#### Task requirements
What follows is a set of records; repeat all of them exactly.

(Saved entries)
· · · · ·

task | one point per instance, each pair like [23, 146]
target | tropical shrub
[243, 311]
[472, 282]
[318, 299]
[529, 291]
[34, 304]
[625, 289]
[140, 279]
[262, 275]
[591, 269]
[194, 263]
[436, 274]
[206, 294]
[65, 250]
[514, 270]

· · · · ·

#### In response
task | one point per instance, each pair like [23, 146]
target | tropical shrub
[243, 311]
[472, 282]
[318, 299]
[529, 291]
[34, 304]
[625, 289]
[140, 279]
[262, 275]
[591, 269]
[194, 263]
[436, 274]
[206, 294]
[65, 250]
[514, 270]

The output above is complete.